§ Short task
Extract the text lines of every item below word for word, leaving the pictures out of your answer.

Region outline items:
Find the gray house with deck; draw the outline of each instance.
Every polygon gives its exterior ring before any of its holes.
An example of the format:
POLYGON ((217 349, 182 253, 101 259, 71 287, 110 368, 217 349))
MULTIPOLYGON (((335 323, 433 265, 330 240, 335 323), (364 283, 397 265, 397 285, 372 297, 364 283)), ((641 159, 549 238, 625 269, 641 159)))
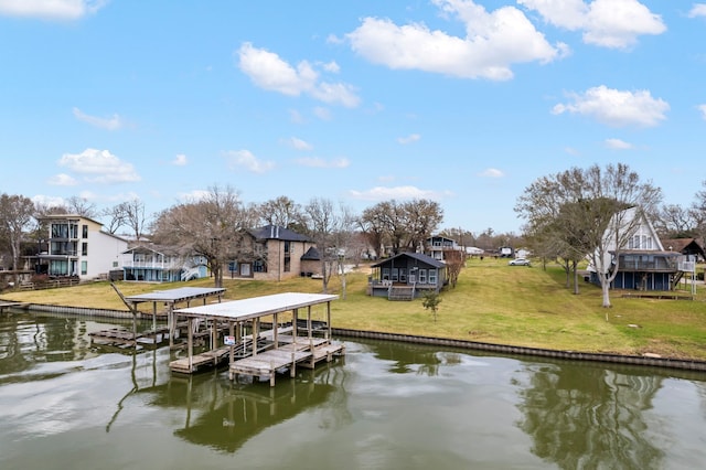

§ Correct output
Find the gray house with deck; draw the outline of each instance.
Every polygon gives its exterior ring before any of its holes.
An example of the format:
POLYGON ((217 349, 182 253, 101 259, 71 287, 110 368, 217 349))
MULTIPOLYGON (((335 323, 433 265, 330 240, 335 323), (364 283, 397 265, 397 285, 372 297, 364 283)), ((641 159, 549 238, 625 269, 641 159)))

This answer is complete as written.